→ WHAT TO WORK ON: Among the entries below, take the line with "Q: Indicate one point per instance of the blue motorcycle in" and the line with "Q: Indicate one point per instance of the seagull", and output them and every line between them exactly, with nothing else.

*** Block opens ***

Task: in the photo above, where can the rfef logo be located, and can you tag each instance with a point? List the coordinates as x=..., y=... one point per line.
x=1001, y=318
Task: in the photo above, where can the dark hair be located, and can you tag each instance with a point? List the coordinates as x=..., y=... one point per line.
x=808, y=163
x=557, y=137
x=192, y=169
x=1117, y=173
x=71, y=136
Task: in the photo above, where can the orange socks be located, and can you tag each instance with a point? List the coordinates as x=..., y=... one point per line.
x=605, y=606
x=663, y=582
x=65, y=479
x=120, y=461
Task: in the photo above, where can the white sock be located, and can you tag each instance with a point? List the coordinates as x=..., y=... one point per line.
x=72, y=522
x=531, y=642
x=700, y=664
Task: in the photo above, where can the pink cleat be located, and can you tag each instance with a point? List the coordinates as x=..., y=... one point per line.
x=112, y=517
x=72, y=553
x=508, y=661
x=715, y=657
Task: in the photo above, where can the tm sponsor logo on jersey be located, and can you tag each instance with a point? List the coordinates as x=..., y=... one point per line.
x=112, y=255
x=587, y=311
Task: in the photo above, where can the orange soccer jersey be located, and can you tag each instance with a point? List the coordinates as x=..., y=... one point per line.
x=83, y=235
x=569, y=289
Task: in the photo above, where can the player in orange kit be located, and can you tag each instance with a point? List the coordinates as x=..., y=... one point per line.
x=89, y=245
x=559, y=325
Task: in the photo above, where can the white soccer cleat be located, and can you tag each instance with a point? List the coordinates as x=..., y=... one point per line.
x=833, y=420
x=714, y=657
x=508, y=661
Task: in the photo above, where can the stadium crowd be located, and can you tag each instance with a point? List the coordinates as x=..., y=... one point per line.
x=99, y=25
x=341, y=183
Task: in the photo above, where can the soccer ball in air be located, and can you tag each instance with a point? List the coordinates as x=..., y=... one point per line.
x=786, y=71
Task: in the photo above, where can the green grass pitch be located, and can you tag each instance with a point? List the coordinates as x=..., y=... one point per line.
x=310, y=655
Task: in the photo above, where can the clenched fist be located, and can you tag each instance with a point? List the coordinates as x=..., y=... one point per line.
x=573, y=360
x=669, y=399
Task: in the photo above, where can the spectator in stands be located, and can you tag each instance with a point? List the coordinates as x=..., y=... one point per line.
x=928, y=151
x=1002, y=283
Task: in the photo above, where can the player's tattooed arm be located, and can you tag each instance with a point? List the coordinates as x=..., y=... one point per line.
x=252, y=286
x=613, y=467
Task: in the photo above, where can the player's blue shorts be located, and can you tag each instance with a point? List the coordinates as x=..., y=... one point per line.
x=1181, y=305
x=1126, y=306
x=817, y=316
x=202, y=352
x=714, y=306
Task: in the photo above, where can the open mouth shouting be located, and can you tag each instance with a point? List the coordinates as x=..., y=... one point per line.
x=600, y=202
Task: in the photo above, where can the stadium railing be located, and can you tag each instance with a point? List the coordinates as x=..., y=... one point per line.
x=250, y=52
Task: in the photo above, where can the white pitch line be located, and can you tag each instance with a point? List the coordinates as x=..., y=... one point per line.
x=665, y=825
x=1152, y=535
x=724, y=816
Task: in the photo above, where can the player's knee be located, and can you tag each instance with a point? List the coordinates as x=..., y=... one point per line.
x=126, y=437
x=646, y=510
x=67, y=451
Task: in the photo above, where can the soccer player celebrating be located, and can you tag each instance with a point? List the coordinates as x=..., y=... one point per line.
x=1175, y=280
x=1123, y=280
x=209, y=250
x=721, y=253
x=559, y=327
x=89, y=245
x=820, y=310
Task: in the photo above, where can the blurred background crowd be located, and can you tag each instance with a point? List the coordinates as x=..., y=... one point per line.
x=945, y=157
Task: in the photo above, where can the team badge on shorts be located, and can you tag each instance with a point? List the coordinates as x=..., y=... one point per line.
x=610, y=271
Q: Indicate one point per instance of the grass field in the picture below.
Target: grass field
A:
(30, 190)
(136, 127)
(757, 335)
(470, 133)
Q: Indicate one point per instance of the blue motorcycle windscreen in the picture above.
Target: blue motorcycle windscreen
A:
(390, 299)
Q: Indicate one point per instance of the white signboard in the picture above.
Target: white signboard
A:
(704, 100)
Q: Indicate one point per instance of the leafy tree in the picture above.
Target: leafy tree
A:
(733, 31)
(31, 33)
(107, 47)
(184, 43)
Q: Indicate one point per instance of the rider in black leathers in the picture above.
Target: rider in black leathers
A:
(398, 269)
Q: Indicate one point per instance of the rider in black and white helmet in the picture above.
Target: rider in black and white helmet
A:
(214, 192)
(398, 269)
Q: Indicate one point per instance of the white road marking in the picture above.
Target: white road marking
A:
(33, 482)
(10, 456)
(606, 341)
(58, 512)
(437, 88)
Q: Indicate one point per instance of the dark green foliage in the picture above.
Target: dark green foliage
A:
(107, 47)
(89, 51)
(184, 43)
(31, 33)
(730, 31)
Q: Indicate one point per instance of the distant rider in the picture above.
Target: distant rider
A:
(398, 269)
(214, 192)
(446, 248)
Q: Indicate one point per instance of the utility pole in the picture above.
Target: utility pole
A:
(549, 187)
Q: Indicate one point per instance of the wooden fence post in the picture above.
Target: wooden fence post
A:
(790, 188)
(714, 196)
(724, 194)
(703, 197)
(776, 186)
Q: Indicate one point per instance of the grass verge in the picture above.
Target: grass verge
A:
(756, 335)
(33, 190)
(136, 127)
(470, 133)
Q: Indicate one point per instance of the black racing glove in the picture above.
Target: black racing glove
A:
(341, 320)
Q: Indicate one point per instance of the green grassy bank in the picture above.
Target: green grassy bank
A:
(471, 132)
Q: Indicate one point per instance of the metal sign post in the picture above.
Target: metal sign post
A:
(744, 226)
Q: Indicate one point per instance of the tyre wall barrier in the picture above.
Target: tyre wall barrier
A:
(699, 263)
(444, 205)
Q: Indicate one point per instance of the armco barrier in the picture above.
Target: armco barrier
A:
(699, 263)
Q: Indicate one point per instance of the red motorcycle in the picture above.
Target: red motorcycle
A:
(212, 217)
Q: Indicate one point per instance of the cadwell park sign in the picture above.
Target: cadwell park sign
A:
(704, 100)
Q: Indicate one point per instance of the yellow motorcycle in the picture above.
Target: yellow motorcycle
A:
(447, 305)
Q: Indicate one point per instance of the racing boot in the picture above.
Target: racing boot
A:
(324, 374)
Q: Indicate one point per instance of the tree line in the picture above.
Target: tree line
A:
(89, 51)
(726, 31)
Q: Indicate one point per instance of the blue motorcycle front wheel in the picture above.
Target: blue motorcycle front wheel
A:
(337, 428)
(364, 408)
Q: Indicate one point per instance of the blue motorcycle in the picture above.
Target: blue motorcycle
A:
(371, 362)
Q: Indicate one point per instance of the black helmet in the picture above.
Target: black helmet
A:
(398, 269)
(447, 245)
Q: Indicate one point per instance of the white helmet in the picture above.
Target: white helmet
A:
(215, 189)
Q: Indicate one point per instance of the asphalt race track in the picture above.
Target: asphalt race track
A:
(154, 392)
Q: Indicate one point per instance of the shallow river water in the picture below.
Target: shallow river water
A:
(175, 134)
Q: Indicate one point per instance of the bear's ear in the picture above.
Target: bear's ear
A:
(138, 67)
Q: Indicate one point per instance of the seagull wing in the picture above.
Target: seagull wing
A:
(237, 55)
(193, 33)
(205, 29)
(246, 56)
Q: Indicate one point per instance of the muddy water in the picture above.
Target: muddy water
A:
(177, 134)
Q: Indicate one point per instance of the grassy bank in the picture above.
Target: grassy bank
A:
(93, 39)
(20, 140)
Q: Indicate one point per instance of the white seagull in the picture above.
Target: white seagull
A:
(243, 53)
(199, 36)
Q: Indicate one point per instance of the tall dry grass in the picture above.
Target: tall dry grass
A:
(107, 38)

*** Block closes ***
*** Block opens ***

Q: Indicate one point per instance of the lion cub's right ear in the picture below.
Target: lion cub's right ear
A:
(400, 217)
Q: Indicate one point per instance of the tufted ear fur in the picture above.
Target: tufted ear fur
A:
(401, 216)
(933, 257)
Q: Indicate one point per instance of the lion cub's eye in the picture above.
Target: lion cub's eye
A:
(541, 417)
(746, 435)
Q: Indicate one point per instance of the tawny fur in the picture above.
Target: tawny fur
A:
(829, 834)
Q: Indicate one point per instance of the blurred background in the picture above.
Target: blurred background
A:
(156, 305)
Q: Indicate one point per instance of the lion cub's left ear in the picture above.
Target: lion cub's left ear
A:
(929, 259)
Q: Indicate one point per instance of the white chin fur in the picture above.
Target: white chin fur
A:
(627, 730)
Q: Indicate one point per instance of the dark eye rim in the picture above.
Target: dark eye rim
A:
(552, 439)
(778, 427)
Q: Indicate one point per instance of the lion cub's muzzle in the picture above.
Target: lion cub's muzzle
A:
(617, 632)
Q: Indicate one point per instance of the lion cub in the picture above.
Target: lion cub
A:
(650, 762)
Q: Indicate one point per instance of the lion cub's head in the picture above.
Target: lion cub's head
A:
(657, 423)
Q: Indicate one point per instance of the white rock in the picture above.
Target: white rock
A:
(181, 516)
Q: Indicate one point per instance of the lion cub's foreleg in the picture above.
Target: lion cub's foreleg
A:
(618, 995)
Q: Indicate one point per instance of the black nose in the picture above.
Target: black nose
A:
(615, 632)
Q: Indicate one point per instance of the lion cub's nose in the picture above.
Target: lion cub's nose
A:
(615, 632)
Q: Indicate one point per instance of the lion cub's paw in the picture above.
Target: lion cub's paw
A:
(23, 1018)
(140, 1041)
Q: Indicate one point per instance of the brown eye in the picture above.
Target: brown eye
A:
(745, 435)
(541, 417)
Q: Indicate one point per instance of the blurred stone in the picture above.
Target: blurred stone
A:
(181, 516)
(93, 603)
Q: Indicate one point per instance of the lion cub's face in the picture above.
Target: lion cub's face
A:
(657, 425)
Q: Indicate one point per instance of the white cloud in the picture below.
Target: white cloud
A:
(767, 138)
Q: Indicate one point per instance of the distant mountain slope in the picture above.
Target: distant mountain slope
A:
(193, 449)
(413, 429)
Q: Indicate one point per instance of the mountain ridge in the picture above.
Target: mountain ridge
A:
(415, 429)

*** Block closes ***

→ ANSWER SPACE:
Q: Indicate one point per instance of the blue motorcycle in the picture above.
Target: blue motorcycle
A:
(371, 362)
Q: Indicate one point per instance of the black helmet in the picture above.
Target: black helmet
A:
(398, 269)
(447, 245)
Q: Indicate one point per instance of the white helmet in the picture above.
Target: white helmet
A:
(215, 189)
Q: Indicate one point per instance of the asphalt race track in the picture above.
Target: asphalt race track
A:
(154, 392)
Q: Indicate one point per instance of the shallow river water in the picture below.
Target: shallow river water
A:
(175, 134)
Q: Indicate one point per instance of the bear's ear in the picture above.
Target: bear's ear
A:
(138, 67)
Q: Indicate one point per instance of the seagull wing in the picture above.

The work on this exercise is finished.